Non un Senato delle Autonomie, ma un Senato di certe autonomie. Con la riforma che domenica sarà sottoposta al referendum costituzionale, un cittadino valdostano peserebbe infatti 10 volte uno veneto e uno campano. Un molisano sarebbe rappresentato come un gigante: grande come 4 lombardi. Un lucano varrebbe invece come 2 toscani e mezzo. Non dipende dalla legge di gravità né da strane scale di valori. E’ la traduzione della sbilenca distribuzione dei seggi del Senato per ciascuna Regione prevista dalla legge Boschi. Ed è la dimostrazione che non solo la riforma è scritta male, ma che i nuovi costituenti hanno avuto qualche problema anche con la matematica.
=====
*Obiettivo dell'esercizio*
Restituisca fedelmente il passo del testo sulla riforma del Senato che comincia con "Non un Senato" e prosegue fino a "con la matematica.". I dati non hanno alcun legame con il testo sulla riforma del Senato.

*Dati di partenza*
=====
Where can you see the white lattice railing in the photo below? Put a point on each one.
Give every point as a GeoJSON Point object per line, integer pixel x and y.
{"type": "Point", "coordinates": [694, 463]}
=====
*Risposta scritta*
Non un Senato delle Autonomie, ma un Senato di certe autonomie. Con la riforma che domenica sarà sottoposta al referendum costituzionale, un cittadino valdostano peserebbe infatti 10 volte uno veneto e uno campano. Un molisano sarebbe rappresentato come un gigante: grande come 4 lombardi. Un lucano varrebbe invece come 2 toscani e mezzo. Non dipende dalla legge di gravità né da strane scale di valori. E’ la traduzione della sbilenca distribuzione dei seggi del Senato per ciascuna Regione prevista dalla legge Boschi. Ed è la dimostrazione che non solo la riforma è scritta male, ma che i nuovi costituenti hanno avuto qualche problema anche con la matematica.